• Given task: Put all of the entries below into a two-column CSV with the columns "task" and "answer," giving one row per entry. Place each entry's text and its answer in a single quoted field, and turn every line break into a space.

Recorded data:
++++++++++++++++++++

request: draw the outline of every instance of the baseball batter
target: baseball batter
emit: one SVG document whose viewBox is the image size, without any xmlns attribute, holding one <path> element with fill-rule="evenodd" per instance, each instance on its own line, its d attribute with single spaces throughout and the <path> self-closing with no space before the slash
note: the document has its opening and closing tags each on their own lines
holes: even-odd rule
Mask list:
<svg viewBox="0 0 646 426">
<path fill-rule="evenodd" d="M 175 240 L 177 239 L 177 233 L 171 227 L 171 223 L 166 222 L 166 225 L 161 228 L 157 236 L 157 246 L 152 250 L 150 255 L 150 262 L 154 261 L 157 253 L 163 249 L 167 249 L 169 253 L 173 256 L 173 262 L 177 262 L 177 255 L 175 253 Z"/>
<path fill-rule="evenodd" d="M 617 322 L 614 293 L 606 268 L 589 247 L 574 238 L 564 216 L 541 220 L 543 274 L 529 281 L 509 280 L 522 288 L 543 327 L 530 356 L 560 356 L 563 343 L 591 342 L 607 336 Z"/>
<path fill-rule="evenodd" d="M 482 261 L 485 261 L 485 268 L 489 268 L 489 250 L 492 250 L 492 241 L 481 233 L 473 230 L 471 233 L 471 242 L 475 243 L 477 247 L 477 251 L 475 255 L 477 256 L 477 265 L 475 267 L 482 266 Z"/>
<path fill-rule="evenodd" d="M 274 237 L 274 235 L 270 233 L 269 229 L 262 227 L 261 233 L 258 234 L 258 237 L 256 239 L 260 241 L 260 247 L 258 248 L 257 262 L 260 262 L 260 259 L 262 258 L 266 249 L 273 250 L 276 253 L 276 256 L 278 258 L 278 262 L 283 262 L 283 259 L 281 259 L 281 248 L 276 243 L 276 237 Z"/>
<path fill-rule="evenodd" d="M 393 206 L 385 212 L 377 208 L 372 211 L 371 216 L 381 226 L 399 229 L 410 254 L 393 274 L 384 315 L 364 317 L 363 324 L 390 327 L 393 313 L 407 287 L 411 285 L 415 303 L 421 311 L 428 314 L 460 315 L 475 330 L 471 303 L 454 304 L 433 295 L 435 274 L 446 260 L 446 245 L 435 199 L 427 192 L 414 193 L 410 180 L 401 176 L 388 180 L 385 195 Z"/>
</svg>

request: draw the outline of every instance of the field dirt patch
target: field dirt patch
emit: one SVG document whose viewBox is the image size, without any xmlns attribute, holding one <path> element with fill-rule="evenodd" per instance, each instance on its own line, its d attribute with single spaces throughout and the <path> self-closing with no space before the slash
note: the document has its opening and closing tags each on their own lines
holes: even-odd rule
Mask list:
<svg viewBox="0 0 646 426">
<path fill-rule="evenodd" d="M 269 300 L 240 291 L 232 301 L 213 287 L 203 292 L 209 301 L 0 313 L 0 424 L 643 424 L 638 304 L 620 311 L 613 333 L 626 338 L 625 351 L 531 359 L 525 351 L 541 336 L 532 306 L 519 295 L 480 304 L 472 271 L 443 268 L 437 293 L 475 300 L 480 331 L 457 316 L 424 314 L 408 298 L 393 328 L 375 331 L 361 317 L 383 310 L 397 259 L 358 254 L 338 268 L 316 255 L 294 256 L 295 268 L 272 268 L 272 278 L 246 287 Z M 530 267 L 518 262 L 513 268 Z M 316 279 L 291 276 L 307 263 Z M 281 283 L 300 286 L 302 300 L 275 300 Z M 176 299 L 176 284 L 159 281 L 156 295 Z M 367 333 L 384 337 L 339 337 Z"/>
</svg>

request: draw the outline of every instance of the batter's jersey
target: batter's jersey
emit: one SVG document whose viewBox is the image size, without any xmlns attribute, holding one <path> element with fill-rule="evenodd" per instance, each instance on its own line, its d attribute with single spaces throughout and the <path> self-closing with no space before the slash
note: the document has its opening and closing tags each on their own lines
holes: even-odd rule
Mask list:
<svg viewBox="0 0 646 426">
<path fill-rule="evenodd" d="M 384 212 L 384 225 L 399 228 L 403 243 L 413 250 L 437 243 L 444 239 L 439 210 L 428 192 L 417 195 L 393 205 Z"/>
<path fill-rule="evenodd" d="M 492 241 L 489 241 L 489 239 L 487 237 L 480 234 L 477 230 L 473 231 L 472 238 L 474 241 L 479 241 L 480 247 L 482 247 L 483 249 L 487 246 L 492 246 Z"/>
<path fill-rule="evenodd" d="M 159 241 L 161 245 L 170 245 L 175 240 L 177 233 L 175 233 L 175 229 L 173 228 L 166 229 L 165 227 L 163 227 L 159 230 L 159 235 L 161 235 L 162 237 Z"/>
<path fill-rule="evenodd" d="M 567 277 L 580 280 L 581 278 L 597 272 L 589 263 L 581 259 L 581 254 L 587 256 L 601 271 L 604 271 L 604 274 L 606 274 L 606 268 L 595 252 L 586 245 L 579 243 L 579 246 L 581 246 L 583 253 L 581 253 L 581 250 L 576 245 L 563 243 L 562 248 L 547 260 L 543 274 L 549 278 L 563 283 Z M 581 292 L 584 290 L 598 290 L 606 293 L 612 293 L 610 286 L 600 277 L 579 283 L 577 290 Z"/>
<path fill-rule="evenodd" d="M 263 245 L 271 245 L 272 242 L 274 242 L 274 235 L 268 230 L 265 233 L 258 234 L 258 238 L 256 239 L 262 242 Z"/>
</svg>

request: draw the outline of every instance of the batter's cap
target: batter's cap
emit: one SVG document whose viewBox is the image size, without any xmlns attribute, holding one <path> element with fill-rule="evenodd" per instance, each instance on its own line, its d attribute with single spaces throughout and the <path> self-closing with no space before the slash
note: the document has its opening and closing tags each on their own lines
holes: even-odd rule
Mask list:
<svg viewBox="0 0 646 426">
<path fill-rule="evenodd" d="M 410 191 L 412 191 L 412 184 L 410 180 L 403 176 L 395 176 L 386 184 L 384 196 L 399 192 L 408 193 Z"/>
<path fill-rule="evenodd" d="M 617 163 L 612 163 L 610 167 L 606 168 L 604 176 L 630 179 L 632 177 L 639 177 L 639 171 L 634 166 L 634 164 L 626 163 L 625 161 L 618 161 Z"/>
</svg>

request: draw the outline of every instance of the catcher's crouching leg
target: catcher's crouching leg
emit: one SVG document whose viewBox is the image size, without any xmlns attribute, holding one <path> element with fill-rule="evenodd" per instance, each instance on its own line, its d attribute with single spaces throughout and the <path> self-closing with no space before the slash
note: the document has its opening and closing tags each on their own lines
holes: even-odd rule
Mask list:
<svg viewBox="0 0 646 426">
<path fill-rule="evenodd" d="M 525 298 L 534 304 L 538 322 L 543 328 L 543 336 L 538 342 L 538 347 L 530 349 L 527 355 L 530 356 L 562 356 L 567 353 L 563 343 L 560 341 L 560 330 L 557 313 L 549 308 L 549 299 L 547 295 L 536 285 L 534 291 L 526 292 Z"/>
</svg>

++++++++++++++++++++

• Solution to this task:
task,answer
"request: draw the outline of every instance of the baseball batter target: baseball batter emit: one SVG document whose viewBox is the image size, without any xmlns attribute, holding one <path> element with fill-rule=""evenodd"" per instance, each instance on its own line, its d attribute with single spaces throughout and the <path> self-closing with no space before the slash note: the document has its opening and closing tags each on their own lines holes: even-odd rule Mask list:","<svg viewBox=""0 0 646 426""> <path fill-rule=""evenodd"" d=""M 175 240 L 177 239 L 177 233 L 171 227 L 171 223 L 166 222 L 166 225 L 161 228 L 157 236 L 157 246 L 152 250 L 150 255 L 150 262 L 154 261 L 157 253 L 163 249 L 167 249 L 169 253 L 173 256 L 173 262 L 177 262 L 177 255 L 175 253 Z""/> <path fill-rule=""evenodd"" d=""M 617 322 L 614 293 L 606 268 L 589 247 L 574 238 L 564 216 L 541 220 L 543 274 L 529 281 L 509 280 L 522 288 L 543 327 L 530 356 L 560 356 L 563 343 L 591 342 L 607 336 Z""/> <path fill-rule=""evenodd"" d=""M 482 261 L 485 261 L 485 268 L 489 268 L 489 250 L 492 250 L 492 241 L 481 233 L 473 230 L 471 233 L 471 242 L 475 243 L 477 247 L 477 251 L 475 255 L 477 256 L 477 265 L 475 267 L 482 266 Z""/> <path fill-rule=""evenodd"" d=""M 274 237 L 274 235 L 270 233 L 269 229 L 262 227 L 261 233 L 258 234 L 258 237 L 256 239 L 260 241 L 260 247 L 258 248 L 257 262 L 260 262 L 260 259 L 262 258 L 266 249 L 273 250 L 276 253 L 276 256 L 278 258 L 278 262 L 283 262 L 283 259 L 281 259 L 281 248 L 276 243 L 276 237 Z""/> <path fill-rule=""evenodd"" d=""M 393 206 L 385 212 L 377 208 L 372 211 L 371 216 L 381 226 L 399 229 L 410 254 L 393 274 L 384 315 L 364 317 L 363 324 L 390 327 L 393 313 L 407 287 L 411 285 L 415 303 L 421 311 L 428 314 L 460 315 L 475 330 L 471 303 L 454 304 L 433 295 L 435 274 L 446 260 L 446 245 L 435 199 L 427 192 L 414 193 L 410 180 L 401 176 L 388 180 L 385 195 Z""/> </svg>"
"request: draw the outline of every instance of the field dirt patch target: field dirt patch emit: one SVG document whose viewBox is the image size, without any xmlns attribute, holding one <path> element with fill-rule=""evenodd"" per instance, each instance on its own line, its d attribute with single spaces throughout and the <path> self-closing with no space before the slash note: the document has its opening and closing tags each on their own lines holes: even-odd rule Mask list:","<svg viewBox=""0 0 646 426""> <path fill-rule=""evenodd"" d=""M 269 300 L 240 291 L 232 301 L 213 287 L 203 292 L 209 301 L 0 313 L 0 424 L 643 424 L 638 304 L 620 311 L 613 333 L 626 338 L 625 351 L 531 359 L 525 351 L 541 336 L 532 306 L 519 295 L 480 304 L 472 271 L 443 268 L 437 293 L 475 300 L 480 331 L 457 316 L 424 314 L 408 298 L 393 328 L 375 331 L 361 317 L 383 310 L 397 259 L 358 254 L 338 268 L 316 255 L 294 256 L 295 268 L 272 268 L 272 278 L 246 287 Z M 530 267 L 518 262 L 513 268 Z M 316 279 L 291 276 L 307 263 Z M 281 283 L 300 286 L 302 300 L 275 300 Z M 176 299 L 176 284 L 159 281 L 156 295 Z M 367 333 L 384 337 L 339 337 Z""/> </svg>"
"request: draw the outline of every instance of the batter's jersey target: batter's jersey emit: one SVG document whose viewBox is the image size, without any xmlns attribute, holding one <path> element with fill-rule=""evenodd"" per instance, each instance on its own line, its d attribute with single spaces throughout and the <path> self-closing with no space before the slash note: the document has its opening and closing tags each on their own lines holes: even-odd rule Mask list:","<svg viewBox=""0 0 646 426""> <path fill-rule=""evenodd"" d=""M 384 212 L 384 225 L 399 228 L 403 243 L 413 250 L 437 243 L 444 239 L 439 210 L 428 192 L 417 195 L 393 205 Z""/> <path fill-rule=""evenodd"" d=""M 492 241 L 489 241 L 489 239 L 487 237 L 480 234 L 477 230 L 473 231 L 472 238 L 474 241 L 479 241 L 480 247 L 482 247 L 483 249 L 487 246 L 492 246 Z""/> <path fill-rule=""evenodd"" d=""M 159 241 L 161 245 L 170 245 L 175 240 L 177 233 L 175 233 L 175 229 L 173 228 L 166 229 L 165 227 L 163 227 L 159 230 L 159 235 L 161 235 L 162 237 Z""/> <path fill-rule=""evenodd"" d=""M 567 277 L 580 280 L 581 278 L 597 272 L 589 263 L 581 259 L 581 254 L 587 256 L 601 271 L 604 271 L 604 274 L 606 274 L 606 268 L 595 252 L 586 245 L 579 243 L 579 246 L 581 246 L 583 253 L 581 253 L 581 250 L 576 245 L 563 243 L 562 248 L 547 260 L 543 274 L 549 278 L 563 283 Z M 581 292 L 584 290 L 598 290 L 606 293 L 612 293 L 610 286 L 600 277 L 579 283 L 577 290 Z""/> <path fill-rule=""evenodd"" d=""M 263 245 L 271 245 L 272 242 L 274 242 L 274 235 L 268 230 L 265 233 L 258 234 L 258 238 L 256 239 L 262 242 Z""/> </svg>"
"request: draw the outline of every instance of the batter's cap target: batter's cap emit: one SVG document whose viewBox is the image size, without any xmlns attribute, holding one <path> element with fill-rule=""evenodd"" per instance, each instance on its own line, its d attribute with single spaces throughout and the <path> self-closing with no space before the slash note: the document has its opening and closing tags each on their own lines holes: even-odd rule Mask list:","<svg viewBox=""0 0 646 426""> <path fill-rule=""evenodd"" d=""M 410 191 L 412 191 L 412 184 L 410 180 L 403 176 L 395 176 L 386 184 L 384 196 L 399 192 L 408 193 Z""/> <path fill-rule=""evenodd"" d=""M 617 163 L 612 163 L 610 167 L 606 168 L 604 176 L 630 179 L 632 177 L 639 177 L 639 171 L 634 166 L 634 164 L 626 163 L 625 161 L 618 161 Z""/> </svg>"
"request: draw the outline of every instance of the catcher's crouching leg target: catcher's crouching leg emit: one SVG document whose viewBox is the image size, without any xmlns attribute, holding one <path> element with fill-rule=""evenodd"" per instance, each instance on its own line, its d attribute with single spaces throughout and the <path> self-closing with no space before the slash note: the document has its opening and closing tags each on their own lines holes: even-odd rule Mask list:","<svg viewBox=""0 0 646 426""> <path fill-rule=""evenodd"" d=""M 525 298 L 534 304 L 538 322 L 543 328 L 543 336 L 538 342 L 538 347 L 530 349 L 527 355 L 530 356 L 562 356 L 567 353 L 563 343 L 560 341 L 560 330 L 557 313 L 549 308 L 549 299 L 547 295 L 536 285 L 534 291 L 526 292 Z""/> </svg>"